### WRITTEN TASK
Could you reproduce every line of the entries below, requests included, with each coordinate in the answers rescaled by 0.45 and rounded to a whole number (halves round up)? Leave the pictures out.

### DATA TO PROCESS
========================================

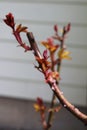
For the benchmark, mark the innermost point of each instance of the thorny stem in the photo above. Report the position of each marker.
(56, 90)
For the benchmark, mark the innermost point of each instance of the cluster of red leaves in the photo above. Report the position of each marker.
(9, 20)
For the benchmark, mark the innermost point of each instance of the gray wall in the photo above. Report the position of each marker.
(18, 78)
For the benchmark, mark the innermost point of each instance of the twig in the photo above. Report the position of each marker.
(66, 104)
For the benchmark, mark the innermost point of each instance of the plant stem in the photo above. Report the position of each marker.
(65, 103)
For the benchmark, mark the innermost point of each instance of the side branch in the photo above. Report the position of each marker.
(55, 87)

========================================

### ANSWER IN FULL
For the benchmark, mark the innermost point of each instance of the thorny stem in the photo above. Report the position of each marker.
(25, 41)
For the benchmark, mark the innermost point of each instance of the cluster of red leaves in the photo above. Report the position of each marker.
(4, 9)
For the benchmark, mark the innermost point of each instance of the gray wall in the photo above. Report the position of each marker.
(8, 35)
For the benchmark, mark the innermost point of each instance of the twig in the photo above. Report the position of each marker.
(30, 47)
For the benchmark, mark the innermost point of each instance of the plant stem in the photo above. Report the position of each marker.
(29, 46)
For the benchmark, mark the innermost point of each instance of the side branch in the photo above. Report the position of each marker.
(25, 39)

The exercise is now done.